◆ **MATERIAL FOR THIS TASK**
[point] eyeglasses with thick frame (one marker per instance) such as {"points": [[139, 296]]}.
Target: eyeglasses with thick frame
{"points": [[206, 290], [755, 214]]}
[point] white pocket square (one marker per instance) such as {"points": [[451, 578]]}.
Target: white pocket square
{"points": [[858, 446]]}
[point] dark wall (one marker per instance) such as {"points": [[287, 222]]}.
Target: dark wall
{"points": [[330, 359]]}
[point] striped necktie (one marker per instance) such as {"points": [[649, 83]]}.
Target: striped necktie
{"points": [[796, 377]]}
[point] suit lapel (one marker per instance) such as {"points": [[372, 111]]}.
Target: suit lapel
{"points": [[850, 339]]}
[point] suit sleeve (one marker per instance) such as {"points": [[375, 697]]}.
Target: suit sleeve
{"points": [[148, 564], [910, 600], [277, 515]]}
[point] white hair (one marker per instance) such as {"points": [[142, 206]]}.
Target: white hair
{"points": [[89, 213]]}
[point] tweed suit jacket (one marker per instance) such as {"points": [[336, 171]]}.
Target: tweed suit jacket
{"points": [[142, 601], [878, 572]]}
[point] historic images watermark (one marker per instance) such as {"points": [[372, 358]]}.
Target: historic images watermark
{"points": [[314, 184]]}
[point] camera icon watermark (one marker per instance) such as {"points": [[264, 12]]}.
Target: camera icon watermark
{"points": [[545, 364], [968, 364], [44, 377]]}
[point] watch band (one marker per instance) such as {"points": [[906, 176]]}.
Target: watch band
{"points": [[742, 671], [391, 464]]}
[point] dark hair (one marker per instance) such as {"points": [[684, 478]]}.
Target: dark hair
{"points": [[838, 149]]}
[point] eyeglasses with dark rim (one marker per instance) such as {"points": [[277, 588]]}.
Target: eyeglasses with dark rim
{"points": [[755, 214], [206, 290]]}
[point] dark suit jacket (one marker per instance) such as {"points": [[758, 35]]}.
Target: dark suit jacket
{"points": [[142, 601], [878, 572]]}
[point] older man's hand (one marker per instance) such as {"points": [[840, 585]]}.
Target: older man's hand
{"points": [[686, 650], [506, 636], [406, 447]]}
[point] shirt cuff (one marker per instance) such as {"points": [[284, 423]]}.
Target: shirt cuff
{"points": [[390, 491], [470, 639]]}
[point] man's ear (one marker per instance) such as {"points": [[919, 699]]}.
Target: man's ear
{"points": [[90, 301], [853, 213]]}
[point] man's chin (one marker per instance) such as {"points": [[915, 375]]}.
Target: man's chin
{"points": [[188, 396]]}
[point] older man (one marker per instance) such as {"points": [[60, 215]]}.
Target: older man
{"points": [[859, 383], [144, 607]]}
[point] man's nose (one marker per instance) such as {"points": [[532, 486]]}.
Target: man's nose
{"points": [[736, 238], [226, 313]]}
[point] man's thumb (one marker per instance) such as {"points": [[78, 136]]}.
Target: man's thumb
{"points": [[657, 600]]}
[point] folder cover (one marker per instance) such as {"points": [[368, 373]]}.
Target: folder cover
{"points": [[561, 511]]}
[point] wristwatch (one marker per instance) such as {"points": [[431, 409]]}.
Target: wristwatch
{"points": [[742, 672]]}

◆ **WORK INSTRUCTION**
The lines above, starting at the one with "Target: man's chin" and ending at the one with "[point] man's nose", are the only ones to return, exactly as written.

◆ **WRITTEN RESPONSE**
Target: man's chin
{"points": [[188, 396]]}
[point] older man (one marker per instance) such as {"points": [[60, 215]]}.
Target: older man
{"points": [[859, 383], [144, 607]]}
[point] man's nose (one marker per instance) such as {"points": [[532, 486]]}.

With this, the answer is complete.